Assigned task: Beginning with the line that includes "Thank you for the photo. Please point out the eyebrow" and ending with the last line, print the records exactly, leaving every picture out.
══════
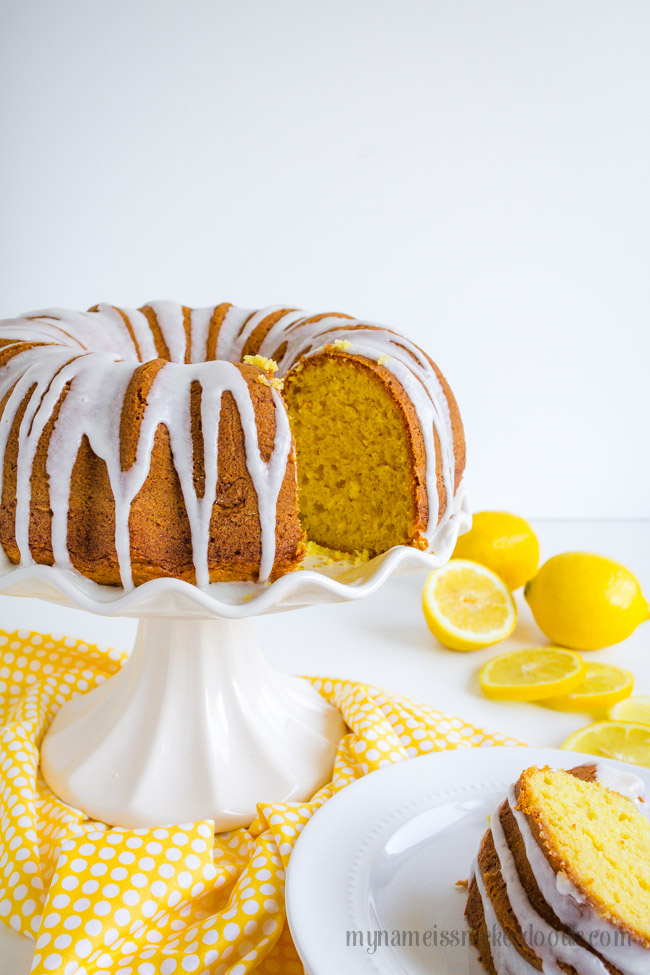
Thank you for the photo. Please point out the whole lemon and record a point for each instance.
(504, 543)
(585, 601)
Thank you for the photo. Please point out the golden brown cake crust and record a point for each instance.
(159, 527)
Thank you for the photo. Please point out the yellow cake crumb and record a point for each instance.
(268, 365)
(328, 556)
(354, 459)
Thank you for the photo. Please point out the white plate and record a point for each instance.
(385, 855)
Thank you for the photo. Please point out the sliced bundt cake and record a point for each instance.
(562, 878)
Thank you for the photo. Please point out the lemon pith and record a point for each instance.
(532, 675)
(585, 601)
(623, 741)
(502, 542)
(467, 606)
(602, 687)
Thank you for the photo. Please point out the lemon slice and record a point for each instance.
(623, 741)
(467, 606)
(603, 686)
(532, 675)
(633, 709)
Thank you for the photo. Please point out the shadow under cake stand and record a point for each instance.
(197, 725)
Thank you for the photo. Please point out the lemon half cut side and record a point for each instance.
(467, 606)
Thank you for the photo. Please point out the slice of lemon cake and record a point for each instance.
(561, 883)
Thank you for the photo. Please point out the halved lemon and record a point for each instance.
(632, 709)
(623, 741)
(603, 686)
(532, 675)
(467, 606)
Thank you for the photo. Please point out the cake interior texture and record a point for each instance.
(354, 460)
(561, 882)
(597, 838)
(210, 444)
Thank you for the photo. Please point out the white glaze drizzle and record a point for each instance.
(505, 956)
(572, 909)
(97, 352)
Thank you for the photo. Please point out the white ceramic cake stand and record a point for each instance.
(196, 725)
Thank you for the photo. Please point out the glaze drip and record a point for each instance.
(92, 356)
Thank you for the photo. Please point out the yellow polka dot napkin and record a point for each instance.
(106, 901)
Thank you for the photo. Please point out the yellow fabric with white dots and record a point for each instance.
(102, 900)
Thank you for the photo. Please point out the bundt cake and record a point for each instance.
(562, 879)
(208, 444)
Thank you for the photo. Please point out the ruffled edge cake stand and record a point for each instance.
(197, 725)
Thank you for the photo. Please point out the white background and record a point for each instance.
(474, 174)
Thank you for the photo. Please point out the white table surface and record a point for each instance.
(383, 640)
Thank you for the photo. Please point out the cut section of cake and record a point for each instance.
(561, 883)
(209, 444)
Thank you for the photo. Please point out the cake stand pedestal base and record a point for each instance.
(196, 725)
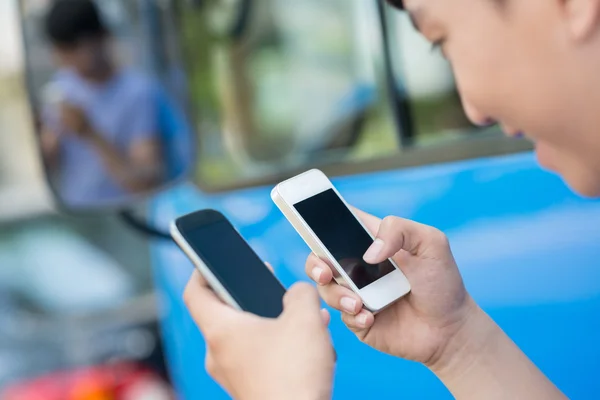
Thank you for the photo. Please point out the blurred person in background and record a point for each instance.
(529, 66)
(100, 122)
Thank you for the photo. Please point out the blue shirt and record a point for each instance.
(123, 110)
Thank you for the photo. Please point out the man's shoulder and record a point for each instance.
(138, 82)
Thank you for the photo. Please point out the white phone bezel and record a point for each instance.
(211, 279)
(375, 296)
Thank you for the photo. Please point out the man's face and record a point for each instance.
(518, 63)
(87, 58)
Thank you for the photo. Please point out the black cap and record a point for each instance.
(69, 21)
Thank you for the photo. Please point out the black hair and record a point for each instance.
(70, 21)
(397, 3)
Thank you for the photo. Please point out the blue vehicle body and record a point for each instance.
(527, 247)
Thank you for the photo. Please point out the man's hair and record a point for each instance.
(70, 21)
(397, 3)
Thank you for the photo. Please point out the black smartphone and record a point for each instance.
(228, 263)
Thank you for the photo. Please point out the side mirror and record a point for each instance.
(109, 103)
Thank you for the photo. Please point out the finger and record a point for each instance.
(397, 234)
(326, 317)
(204, 306)
(270, 267)
(341, 298)
(303, 300)
(360, 322)
(318, 270)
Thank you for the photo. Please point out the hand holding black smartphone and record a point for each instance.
(229, 265)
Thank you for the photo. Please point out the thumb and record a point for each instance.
(397, 234)
(302, 301)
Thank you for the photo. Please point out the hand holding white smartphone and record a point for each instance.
(323, 219)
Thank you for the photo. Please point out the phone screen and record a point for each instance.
(237, 267)
(345, 238)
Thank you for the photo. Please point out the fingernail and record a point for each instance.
(316, 272)
(371, 256)
(361, 320)
(348, 304)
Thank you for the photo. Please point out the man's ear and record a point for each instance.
(582, 17)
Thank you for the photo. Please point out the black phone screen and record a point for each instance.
(344, 237)
(237, 267)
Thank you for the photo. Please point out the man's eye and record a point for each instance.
(437, 45)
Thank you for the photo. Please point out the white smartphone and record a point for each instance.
(229, 265)
(323, 219)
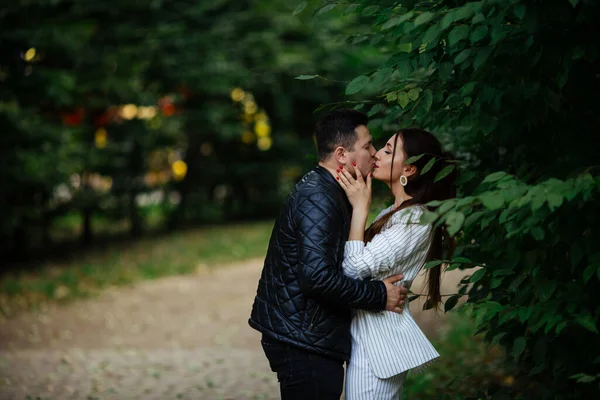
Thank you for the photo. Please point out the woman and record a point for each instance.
(386, 345)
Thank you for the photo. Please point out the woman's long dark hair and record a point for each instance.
(423, 189)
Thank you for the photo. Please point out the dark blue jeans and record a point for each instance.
(303, 374)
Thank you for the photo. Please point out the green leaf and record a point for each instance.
(520, 10)
(454, 221)
(428, 99)
(468, 88)
(587, 322)
(413, 159)
(306, 77)
(448, 19)
(300, 8)
(478, 33)
(545, 290)
(589, 272)
(428, 305)
(554, 200)
(482, 55)
(431, 34)
(576, 254)
(492, 200)
(445, 70)
(423, 18)
(478, 18)
(403, 99)
(457, 34)
(326, 8)
(462, 56)
(357, 84)
(451, 302)
(538, 233)
(587, 379)
(560, 327)
(518, 347)
(444, 172)
(477, 275)
(413, 94)
(524, 313)
(390, 23)
(428, 217)
(494, 177)
(471, 219)
(428, 166)
(433, 264)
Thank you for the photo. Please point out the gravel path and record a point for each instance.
(183, 337)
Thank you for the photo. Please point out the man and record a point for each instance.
(304, 301)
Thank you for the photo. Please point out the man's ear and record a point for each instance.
(339, 154)
(409, 170)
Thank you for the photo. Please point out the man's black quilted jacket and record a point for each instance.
(303, 297)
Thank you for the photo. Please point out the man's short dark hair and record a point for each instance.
(338, 129)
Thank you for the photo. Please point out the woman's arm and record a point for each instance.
(394, 245)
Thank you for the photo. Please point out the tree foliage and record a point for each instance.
(510, 87)
(187, 103)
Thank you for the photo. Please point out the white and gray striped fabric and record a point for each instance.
(390, 344)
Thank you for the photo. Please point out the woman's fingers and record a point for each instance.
(359, 177)
(344, 178)
(348, 176)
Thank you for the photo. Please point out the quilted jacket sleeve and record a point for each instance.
(318, 225)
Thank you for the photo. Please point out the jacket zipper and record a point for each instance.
(314, 317)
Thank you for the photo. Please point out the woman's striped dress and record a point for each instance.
(386, 345)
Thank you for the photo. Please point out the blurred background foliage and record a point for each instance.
(135, 116)
(123, 118)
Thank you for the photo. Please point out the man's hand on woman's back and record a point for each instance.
(396, 295)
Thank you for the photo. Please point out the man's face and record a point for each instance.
(363, 152)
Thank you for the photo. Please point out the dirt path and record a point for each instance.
(182, 337)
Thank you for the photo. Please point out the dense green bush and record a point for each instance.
(510, 86)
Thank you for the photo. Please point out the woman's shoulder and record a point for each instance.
(409, 215)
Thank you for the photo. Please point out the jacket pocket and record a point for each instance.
(314, 318)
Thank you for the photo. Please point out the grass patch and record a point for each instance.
(148, 258)
(468, 368)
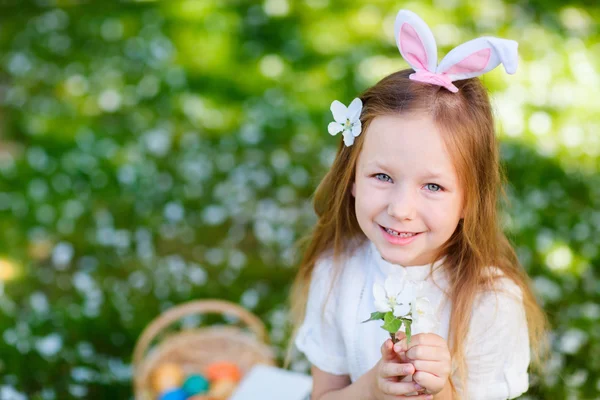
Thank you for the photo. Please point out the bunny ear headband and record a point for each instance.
(417, 46)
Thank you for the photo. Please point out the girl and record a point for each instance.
(414, 198)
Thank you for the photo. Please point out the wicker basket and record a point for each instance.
(194, 349)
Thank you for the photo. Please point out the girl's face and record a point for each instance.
(405, 181)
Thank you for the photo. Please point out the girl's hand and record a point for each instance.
(388, 371)
(430, 357)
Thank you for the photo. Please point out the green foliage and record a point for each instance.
(157, 152)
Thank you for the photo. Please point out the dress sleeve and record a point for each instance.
(319, 336)
(497, 346)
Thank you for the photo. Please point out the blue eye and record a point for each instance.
(433, 187)
(383, 175)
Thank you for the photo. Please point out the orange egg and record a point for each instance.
(223, 371)
(222, 389)
(167, 376)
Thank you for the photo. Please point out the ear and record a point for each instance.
(479, 56)
(415, 41)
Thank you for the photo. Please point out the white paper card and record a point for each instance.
(269, 383)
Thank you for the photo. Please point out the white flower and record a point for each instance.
(347, 120)
(423, 316)
(396, 295)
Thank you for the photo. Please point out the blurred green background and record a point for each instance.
(157, 152)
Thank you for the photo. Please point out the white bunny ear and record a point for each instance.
(479, 56)
(415, 41)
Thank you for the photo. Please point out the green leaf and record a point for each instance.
(391, 323)
(375, 316)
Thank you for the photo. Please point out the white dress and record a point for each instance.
(335, 340)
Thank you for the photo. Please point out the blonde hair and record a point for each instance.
(466, 120)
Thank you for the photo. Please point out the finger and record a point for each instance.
(429, 381)
(413, 397)
(397, 388)
(437, 368)
(393, 370)
(428, 339)
(387, 351)
(428, 353)
(400, 335)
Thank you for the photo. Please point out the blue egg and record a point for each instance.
(195, 384)
(175, 394)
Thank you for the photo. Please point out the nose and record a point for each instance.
(402, 203)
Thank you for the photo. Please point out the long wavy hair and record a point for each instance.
(466, 122)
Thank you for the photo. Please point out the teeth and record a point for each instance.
(403, 234)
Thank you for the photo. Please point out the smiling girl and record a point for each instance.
(412, 193)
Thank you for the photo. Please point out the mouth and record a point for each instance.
(400, 234)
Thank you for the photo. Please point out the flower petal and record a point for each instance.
(339, 111)
(356, 128)
(400, 310)
(334, 128)
(348, 138)
(408, 293)
(354, 110)
(382, 307)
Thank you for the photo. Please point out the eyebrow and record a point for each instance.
(429, 174)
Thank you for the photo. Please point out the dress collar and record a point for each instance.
(414, 273)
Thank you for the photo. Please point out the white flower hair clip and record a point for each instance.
(473, 58)
(347, 120)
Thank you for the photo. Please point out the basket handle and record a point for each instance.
(196, 307)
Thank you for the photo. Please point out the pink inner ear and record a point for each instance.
(412, 47)
(474, 63)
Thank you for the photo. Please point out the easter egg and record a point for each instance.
(177, 394)
(222, 389)
(223, 371)
(166, 377)
(195, 384)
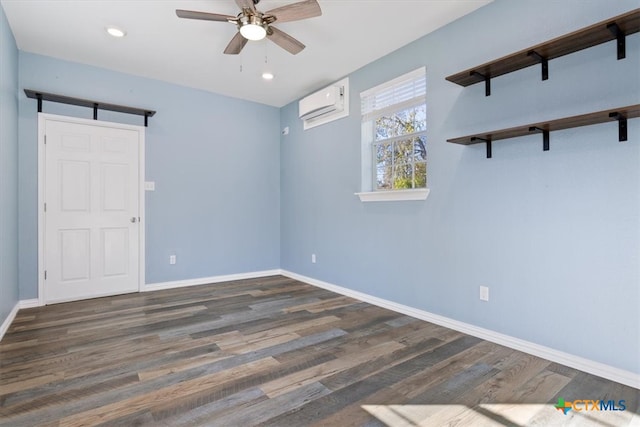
══════
Worked solution:
Thank you for the photo. Please point out the eyebrow and record a point for each instance.
(429, 174)
Thank you for the photo. Please point out the dress collar and record a point for each instance.
(414, 273)
Thank you for the photo. Please point out the white flower hair clip and record a point for each instance.
(473, 58)
(347, 120)
Thank you for the photo. Please point out the basket handle and record a point for each instance.
(196, 307)
Thank you for the photo. Please point out the pink inner ear and record a point for each instance.
(412, 47)
(474, 63)
Thank you for the photo. Please point out the easter egg and record a point for each instance.
(177, 394)
(222, 389)
(223, 371)
(166, 377)
(195, 384)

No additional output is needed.